In these serial aesthetic entertainments, the viewer stand-in is generally a plucky heroine who bristles at the societal restrictions of the era. “Costume dramas largely target female audiences and they target a sense of pure nostalgia for a history that never was,” Sullivan explains of not only historical television but film and novels. “One that is prettier, easier and one without consequences. It imprints contemporary values onto an imagined past to suggest that problems are easily solved.”
Even with below-stairs characters, the harsh realities of the era are cheerfully rendered with exquisite costumes beautifully shot, “usually from a bourgeois, if not elite, privileged perspective. That escapism treats the past as uncomplicated.
“There isn’t a whole heck of a lot of specificity because what costume dramas allow us to do so well is unmoor ourselves from historical specificity,” she adds. “Ask anybody who watches these what else was going on in the Edwardian era to connect three historical dots — it ain’t gonna happen.

▸ **Dataset entries**:
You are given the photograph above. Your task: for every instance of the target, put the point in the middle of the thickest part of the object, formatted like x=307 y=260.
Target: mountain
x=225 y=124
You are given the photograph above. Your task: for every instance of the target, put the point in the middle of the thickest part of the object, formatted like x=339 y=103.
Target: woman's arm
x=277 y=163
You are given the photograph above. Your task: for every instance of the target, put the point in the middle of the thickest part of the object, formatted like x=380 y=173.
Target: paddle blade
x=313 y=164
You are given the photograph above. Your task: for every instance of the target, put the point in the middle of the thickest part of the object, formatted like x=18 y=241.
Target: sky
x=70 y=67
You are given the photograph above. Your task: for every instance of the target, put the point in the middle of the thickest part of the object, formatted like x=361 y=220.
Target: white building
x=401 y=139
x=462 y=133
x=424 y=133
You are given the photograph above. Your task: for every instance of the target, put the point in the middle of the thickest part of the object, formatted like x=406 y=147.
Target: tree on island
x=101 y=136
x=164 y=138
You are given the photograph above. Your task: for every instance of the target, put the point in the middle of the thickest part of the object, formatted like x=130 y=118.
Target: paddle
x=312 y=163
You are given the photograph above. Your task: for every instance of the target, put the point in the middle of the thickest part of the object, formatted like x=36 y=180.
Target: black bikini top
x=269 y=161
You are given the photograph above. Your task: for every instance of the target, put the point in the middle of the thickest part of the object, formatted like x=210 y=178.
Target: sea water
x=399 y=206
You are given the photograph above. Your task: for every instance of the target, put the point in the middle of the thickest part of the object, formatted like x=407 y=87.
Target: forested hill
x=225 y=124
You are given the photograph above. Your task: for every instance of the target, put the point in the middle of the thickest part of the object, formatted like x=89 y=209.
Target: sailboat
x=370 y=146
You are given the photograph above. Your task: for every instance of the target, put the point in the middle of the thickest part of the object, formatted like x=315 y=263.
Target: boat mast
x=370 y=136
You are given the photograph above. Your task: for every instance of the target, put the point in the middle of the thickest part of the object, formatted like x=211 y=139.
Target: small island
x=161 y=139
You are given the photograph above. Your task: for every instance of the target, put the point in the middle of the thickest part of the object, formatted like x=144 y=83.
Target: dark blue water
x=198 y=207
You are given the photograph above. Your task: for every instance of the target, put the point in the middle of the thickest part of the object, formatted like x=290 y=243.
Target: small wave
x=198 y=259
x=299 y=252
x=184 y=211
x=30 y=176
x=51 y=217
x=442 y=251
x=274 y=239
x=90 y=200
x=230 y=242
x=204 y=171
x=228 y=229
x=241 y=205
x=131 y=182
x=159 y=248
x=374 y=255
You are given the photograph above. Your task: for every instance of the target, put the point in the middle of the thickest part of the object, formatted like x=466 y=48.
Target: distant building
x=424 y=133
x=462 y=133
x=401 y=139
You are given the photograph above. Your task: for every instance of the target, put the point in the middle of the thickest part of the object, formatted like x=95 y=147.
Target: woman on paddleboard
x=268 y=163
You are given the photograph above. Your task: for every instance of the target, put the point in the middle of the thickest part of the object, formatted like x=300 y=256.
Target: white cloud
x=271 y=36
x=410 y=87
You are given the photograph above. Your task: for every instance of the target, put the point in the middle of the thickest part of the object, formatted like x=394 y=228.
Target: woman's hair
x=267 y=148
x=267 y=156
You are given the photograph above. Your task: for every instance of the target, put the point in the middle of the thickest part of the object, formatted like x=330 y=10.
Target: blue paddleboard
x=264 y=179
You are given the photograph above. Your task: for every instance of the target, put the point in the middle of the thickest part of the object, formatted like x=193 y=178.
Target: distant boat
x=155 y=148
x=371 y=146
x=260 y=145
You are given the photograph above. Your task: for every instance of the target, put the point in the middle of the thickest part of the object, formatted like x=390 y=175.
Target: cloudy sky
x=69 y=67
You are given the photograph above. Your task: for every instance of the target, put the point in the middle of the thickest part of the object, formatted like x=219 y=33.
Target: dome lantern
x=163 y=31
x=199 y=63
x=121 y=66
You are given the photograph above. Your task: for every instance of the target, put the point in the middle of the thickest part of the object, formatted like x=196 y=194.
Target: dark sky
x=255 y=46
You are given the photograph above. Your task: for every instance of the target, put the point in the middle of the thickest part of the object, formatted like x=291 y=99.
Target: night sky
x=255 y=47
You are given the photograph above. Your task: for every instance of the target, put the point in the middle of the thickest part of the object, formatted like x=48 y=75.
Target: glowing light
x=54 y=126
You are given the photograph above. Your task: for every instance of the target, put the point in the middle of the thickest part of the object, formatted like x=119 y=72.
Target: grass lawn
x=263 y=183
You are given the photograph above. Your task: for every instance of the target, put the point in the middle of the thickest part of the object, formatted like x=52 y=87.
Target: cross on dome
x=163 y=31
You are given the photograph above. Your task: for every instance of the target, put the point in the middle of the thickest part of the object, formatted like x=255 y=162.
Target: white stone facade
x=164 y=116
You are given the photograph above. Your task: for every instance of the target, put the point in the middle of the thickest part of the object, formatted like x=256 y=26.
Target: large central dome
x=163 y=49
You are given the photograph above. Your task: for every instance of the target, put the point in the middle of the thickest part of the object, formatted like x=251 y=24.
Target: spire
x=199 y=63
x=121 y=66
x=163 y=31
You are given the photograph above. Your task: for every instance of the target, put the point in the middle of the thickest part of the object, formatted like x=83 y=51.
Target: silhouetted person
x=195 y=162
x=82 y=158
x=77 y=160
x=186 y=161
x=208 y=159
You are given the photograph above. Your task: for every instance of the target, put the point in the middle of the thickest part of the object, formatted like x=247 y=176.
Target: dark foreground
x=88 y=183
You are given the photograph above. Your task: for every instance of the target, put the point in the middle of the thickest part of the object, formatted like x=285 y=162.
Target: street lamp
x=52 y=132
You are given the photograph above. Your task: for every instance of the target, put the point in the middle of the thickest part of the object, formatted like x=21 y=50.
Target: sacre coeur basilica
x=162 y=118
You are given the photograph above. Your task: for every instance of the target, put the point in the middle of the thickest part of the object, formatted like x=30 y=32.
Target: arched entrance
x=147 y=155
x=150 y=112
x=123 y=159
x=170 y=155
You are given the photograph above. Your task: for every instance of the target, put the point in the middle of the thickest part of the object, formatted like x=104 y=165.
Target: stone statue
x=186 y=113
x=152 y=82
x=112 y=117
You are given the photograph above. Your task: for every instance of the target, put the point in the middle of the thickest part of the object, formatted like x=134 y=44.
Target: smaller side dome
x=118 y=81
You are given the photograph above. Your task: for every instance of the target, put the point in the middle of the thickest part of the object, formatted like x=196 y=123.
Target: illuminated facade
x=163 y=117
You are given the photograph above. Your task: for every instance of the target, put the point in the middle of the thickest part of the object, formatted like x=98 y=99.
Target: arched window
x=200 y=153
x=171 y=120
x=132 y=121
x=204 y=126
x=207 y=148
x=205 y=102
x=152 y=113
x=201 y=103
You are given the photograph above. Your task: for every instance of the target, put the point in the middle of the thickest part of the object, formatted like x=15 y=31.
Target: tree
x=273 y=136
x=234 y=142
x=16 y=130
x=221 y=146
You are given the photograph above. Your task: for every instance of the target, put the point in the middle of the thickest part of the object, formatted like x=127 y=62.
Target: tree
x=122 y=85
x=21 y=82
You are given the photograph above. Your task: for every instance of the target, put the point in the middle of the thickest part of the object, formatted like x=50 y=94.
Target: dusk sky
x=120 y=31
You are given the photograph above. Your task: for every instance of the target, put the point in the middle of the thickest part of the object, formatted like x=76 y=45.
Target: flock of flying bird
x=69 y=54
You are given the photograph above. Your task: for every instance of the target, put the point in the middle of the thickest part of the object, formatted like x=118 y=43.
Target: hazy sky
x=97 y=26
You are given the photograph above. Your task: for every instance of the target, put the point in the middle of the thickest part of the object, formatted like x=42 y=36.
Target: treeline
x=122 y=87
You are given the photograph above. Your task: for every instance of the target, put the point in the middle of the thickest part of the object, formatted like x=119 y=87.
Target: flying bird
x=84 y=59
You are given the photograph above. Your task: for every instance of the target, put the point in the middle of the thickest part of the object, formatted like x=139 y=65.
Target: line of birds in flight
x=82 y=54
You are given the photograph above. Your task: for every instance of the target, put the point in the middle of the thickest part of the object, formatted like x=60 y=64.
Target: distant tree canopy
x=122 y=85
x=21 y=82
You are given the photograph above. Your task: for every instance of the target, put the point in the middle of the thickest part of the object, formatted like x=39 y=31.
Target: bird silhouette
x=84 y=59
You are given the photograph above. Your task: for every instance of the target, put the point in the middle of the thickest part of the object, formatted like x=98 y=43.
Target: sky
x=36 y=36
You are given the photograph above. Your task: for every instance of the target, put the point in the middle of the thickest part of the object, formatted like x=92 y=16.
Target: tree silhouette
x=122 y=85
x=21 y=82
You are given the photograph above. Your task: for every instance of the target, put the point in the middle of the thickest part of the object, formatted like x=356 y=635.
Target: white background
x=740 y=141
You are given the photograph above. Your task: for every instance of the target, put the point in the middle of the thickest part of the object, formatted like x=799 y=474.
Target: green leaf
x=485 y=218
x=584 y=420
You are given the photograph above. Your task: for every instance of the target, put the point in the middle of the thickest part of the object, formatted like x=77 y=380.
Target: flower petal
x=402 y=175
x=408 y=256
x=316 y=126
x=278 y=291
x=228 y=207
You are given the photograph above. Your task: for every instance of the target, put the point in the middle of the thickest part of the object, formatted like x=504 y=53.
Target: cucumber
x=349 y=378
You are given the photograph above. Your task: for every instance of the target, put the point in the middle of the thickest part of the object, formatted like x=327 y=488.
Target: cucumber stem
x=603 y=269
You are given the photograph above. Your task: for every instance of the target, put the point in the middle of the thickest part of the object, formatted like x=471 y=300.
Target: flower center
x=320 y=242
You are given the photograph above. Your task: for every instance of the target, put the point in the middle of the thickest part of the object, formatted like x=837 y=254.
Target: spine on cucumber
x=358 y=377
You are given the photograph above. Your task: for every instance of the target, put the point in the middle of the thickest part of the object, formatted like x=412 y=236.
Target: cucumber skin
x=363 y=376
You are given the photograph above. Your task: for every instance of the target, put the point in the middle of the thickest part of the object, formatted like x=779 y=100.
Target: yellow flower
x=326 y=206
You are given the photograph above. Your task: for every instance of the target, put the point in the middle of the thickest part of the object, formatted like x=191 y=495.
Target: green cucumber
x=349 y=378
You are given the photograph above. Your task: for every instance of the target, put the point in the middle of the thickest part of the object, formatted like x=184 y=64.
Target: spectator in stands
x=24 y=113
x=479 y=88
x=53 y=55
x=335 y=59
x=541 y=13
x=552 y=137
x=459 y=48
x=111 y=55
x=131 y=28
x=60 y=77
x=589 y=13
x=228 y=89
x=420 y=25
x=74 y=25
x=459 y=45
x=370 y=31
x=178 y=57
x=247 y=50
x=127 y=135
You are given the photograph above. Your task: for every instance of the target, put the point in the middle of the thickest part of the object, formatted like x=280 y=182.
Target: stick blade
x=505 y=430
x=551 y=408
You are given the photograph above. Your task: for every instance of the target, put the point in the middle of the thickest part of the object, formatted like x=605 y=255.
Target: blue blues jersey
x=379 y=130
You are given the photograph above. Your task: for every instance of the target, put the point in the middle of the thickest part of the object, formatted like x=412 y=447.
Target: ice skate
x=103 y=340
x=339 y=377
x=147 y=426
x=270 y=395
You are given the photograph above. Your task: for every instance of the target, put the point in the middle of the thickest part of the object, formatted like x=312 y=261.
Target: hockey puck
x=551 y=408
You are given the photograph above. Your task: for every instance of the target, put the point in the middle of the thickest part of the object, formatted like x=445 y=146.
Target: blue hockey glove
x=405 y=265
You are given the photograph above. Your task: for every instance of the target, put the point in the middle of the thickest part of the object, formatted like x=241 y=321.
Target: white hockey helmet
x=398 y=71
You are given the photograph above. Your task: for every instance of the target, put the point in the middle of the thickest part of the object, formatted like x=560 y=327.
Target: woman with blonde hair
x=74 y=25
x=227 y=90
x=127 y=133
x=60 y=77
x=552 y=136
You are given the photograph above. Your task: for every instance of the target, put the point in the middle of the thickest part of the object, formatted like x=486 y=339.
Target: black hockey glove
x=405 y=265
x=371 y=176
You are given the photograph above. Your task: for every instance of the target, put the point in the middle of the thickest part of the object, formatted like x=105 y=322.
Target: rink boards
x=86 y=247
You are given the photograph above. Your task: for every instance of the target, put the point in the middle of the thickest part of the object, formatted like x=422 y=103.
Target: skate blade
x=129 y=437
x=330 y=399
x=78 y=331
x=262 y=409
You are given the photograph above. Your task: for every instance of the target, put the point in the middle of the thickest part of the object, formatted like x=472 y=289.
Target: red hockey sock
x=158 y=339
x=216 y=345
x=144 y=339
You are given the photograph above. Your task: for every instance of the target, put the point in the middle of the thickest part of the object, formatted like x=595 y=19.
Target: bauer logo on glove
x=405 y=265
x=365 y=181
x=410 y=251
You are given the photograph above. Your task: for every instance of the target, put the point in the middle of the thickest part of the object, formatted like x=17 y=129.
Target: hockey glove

▸ **Tasks and exercises**:
**A.** In the passage on costume dramas, which audiences do costume dramas largely target?
**B.** Edit the passage on costume dramas from "In these serial" up to and including "past as uncomplicated.", swapping "heroine" for "protagonist".
The entries were taken from a separate source.

▸ **Solutions to the tasks**:
**A.** Costume dramas largely target female audiences.

**B.**
In these serial aesthetic entertainments, the viewer stand-in is generally a plucky protagonist who bristles at the societal restrictions of the era. “Costume dramas largely target female audiences and they target a sense of pure nostalgia for a history that never was,” Sullivan explains of not only historical television but film and novels. “One that is prettier, easier and one without consequences. It imprints contemporary values onto an imagined past to suggest that problems are easily solved.”
Even with below-stairs characters, the harsh realities of the era are cheerfully rendered with exquisite costumes beautifully shot, “usually from a bourgeois, if not elite, privileged perspective. That escapism treats the past as uncomplicated.